- **GOAL OF THE EXERCISE**
Rewrite only the records starting at the line that contains "Would you please place a dot on the white facade" and ending at the line that contains "point(54, 51)", requests included. Scale each point coordinate in the answers by 0.6 and round to whole numbers with halves going up, but keep the numbers in the requests and their sample points as they are.

- **EXTRACTED DATA**
## Start

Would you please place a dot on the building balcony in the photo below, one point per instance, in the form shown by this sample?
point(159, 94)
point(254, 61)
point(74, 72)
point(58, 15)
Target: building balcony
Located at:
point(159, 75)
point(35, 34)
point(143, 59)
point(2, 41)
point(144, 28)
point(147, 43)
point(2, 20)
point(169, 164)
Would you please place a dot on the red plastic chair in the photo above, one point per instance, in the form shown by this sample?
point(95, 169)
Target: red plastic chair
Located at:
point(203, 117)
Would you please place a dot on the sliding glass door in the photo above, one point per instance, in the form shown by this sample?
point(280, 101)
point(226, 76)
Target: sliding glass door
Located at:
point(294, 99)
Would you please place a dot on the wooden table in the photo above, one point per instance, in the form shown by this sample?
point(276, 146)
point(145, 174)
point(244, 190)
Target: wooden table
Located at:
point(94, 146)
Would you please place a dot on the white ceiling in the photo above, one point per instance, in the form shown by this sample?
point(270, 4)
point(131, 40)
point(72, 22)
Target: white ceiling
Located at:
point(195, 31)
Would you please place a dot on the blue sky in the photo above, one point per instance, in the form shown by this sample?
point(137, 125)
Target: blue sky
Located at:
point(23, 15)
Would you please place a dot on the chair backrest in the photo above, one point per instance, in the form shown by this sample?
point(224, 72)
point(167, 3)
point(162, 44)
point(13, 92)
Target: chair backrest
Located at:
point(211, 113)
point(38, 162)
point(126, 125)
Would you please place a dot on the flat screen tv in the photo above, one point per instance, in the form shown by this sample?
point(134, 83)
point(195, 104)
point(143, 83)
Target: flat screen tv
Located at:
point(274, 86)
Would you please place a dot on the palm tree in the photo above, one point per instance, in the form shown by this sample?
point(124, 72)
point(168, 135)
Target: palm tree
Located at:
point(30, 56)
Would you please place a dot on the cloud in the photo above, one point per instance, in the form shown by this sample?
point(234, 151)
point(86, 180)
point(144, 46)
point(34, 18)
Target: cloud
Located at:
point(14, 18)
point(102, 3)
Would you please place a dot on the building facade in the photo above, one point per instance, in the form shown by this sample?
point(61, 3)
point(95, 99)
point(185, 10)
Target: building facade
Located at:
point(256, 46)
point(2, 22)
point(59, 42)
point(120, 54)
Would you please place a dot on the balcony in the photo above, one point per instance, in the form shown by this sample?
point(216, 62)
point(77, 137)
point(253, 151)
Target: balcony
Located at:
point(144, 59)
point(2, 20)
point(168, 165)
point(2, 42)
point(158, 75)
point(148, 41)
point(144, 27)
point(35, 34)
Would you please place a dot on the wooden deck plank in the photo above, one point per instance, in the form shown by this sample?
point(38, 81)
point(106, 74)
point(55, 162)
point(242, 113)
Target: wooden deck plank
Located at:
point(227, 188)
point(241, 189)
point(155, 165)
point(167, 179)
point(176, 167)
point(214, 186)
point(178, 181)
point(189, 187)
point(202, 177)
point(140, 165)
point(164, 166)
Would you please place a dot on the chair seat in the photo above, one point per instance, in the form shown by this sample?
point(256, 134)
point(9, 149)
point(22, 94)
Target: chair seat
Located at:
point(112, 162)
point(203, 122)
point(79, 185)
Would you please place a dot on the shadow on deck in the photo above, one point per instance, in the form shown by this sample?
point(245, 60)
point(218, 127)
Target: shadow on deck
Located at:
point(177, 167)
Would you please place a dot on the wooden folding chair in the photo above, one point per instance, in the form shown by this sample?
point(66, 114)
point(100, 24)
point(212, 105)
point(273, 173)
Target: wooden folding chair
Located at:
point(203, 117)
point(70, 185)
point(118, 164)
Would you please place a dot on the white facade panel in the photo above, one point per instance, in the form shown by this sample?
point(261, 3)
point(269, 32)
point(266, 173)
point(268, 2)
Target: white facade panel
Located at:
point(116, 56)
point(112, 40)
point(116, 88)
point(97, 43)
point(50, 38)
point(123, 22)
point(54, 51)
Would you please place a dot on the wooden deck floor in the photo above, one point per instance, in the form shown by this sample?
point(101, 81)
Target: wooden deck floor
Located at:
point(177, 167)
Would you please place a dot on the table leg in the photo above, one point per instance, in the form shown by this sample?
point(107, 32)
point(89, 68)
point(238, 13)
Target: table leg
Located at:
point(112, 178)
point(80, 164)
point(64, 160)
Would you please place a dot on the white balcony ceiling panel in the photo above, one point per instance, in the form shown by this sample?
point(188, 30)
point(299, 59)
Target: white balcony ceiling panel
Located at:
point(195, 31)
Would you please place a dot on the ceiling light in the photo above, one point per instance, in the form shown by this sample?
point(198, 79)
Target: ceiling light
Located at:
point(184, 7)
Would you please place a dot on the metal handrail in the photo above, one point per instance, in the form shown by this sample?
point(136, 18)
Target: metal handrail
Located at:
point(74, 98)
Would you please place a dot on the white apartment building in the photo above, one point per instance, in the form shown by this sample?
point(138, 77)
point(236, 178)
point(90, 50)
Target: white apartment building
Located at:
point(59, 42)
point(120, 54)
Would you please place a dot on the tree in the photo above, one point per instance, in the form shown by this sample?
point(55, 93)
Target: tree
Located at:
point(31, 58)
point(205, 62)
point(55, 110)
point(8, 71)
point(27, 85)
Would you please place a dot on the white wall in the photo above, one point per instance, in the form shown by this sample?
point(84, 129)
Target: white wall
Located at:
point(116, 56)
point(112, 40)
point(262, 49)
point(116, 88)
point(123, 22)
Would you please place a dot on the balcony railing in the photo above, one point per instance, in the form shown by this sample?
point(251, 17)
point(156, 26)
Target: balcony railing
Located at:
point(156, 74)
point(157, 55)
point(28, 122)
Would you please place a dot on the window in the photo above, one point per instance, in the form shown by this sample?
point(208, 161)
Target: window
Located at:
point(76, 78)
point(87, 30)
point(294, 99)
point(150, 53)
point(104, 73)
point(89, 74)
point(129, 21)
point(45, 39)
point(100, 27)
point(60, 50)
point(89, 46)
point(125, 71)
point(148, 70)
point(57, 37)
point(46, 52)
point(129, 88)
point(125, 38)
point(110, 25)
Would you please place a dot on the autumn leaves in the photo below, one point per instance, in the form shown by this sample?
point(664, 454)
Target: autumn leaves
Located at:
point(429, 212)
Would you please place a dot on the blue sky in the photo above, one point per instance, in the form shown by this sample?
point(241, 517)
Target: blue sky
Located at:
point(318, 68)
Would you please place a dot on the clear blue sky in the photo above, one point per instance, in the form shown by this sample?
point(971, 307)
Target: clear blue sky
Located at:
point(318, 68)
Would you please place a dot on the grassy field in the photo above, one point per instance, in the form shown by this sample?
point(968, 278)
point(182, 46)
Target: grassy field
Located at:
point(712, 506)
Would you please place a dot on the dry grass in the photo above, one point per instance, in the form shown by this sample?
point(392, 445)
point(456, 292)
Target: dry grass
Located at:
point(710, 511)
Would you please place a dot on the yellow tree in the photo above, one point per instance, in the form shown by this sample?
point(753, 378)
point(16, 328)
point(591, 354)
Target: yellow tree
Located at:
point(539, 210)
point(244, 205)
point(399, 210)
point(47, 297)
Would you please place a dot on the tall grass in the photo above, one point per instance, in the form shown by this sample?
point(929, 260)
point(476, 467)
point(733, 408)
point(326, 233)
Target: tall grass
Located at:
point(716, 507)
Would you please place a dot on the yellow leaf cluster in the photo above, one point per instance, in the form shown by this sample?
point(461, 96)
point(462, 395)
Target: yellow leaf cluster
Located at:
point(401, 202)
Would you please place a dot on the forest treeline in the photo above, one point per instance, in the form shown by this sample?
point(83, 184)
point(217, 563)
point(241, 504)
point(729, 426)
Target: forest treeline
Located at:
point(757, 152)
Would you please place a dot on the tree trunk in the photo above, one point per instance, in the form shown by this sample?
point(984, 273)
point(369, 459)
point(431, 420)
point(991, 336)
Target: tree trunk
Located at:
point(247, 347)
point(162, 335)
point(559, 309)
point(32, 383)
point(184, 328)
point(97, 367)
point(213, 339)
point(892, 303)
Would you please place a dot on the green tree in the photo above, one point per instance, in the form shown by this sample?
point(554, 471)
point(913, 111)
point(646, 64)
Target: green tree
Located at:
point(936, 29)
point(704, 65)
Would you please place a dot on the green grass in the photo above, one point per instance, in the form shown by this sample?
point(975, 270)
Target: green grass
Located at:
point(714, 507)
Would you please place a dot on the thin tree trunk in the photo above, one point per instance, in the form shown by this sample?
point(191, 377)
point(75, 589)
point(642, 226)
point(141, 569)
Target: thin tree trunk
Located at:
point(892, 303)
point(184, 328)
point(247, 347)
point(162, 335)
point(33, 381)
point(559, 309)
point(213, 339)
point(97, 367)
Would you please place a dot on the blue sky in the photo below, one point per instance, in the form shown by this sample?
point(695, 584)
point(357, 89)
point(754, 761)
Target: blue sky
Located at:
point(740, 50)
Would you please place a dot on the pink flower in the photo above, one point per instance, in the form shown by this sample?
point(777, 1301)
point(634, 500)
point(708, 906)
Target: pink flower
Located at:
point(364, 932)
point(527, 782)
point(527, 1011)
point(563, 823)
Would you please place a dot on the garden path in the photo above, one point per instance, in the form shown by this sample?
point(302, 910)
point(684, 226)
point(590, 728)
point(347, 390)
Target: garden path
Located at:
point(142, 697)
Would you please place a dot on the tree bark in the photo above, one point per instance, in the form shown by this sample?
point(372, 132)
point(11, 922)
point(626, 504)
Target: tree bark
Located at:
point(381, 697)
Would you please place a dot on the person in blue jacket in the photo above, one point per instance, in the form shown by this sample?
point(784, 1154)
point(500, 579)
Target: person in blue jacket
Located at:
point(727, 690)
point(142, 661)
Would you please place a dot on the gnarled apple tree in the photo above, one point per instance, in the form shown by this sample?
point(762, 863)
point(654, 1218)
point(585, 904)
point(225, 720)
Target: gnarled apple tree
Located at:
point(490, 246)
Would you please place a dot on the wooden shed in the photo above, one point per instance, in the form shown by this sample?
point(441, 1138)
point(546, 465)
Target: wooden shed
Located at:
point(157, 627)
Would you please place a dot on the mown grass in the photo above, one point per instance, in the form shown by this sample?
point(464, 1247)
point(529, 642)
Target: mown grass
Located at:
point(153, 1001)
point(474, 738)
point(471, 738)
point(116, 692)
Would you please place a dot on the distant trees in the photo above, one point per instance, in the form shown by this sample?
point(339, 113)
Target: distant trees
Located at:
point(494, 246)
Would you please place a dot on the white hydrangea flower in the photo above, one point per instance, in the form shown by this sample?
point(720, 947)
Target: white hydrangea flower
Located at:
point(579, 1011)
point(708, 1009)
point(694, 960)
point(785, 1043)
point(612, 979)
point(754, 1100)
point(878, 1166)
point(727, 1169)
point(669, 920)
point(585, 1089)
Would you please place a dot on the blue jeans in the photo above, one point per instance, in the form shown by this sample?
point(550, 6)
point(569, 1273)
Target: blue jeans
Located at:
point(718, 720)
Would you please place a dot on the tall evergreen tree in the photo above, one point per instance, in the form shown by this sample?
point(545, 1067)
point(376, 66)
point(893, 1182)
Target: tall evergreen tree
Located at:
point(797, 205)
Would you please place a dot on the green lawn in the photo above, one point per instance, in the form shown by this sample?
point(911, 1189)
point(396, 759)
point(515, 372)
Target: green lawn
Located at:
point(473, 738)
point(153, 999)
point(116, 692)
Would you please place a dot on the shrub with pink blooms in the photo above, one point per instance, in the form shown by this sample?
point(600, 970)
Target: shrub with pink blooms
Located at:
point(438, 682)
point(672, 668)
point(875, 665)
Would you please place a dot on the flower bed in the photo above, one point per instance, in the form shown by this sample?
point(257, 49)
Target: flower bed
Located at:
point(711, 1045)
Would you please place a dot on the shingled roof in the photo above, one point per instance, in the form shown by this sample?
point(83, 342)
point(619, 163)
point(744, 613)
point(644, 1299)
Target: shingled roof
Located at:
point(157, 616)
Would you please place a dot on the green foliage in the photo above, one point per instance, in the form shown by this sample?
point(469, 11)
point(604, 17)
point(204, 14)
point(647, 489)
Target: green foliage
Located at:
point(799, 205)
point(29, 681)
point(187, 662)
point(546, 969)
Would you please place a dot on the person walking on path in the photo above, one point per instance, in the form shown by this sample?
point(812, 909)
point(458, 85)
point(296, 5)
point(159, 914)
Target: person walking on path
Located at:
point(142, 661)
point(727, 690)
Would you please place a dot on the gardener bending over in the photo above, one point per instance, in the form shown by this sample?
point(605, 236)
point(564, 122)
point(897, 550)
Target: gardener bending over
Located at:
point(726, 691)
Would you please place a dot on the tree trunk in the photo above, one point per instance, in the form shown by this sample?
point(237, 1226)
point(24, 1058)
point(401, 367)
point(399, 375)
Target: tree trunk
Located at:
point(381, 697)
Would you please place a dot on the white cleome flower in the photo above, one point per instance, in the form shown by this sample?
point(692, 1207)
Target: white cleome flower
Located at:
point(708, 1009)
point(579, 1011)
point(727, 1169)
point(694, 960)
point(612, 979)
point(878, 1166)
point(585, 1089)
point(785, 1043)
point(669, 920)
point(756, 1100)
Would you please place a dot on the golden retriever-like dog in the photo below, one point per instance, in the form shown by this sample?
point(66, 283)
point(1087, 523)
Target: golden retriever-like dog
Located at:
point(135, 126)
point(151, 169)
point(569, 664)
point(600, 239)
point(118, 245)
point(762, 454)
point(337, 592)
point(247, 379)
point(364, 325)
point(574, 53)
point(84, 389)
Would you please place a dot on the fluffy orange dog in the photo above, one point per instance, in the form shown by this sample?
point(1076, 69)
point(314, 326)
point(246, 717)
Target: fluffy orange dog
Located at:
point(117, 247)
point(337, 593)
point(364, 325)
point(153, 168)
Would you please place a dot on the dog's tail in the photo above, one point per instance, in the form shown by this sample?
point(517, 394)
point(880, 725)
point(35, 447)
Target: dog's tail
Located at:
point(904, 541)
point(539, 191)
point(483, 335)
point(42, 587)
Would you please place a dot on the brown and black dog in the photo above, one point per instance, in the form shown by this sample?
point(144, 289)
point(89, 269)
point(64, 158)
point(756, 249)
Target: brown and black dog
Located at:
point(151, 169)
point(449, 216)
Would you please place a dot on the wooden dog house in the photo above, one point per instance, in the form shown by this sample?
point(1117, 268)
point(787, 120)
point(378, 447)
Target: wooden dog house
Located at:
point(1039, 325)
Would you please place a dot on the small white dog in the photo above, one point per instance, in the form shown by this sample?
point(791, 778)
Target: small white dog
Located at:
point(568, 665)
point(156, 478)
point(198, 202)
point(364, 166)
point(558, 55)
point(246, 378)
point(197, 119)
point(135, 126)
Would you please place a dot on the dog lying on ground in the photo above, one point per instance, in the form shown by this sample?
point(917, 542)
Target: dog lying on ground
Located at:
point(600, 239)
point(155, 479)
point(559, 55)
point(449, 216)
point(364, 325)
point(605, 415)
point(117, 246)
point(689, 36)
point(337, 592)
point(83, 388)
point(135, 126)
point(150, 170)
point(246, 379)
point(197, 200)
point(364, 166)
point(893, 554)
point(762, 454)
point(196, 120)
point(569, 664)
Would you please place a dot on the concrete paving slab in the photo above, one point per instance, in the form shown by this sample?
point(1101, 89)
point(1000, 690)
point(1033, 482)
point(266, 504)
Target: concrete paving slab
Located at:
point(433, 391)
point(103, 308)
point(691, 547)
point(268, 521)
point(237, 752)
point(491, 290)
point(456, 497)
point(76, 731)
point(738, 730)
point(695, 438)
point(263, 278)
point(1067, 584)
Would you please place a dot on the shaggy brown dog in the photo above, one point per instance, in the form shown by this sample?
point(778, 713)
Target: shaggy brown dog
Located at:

## End

- **FINAL RESULT**
Would you please place a dot on the white facade panel in the photo above, one point per instance, in the form shown by this sample?
point(261, 3)
point(269, 32)
point(266, 173)
point(268, 2)
Target: white facade panel
Located at:
point(70, 34)
point(67, 24)
point(70, 53)
point(58, 26)
point(30, 23)
point(74, 13)
point(32, 31)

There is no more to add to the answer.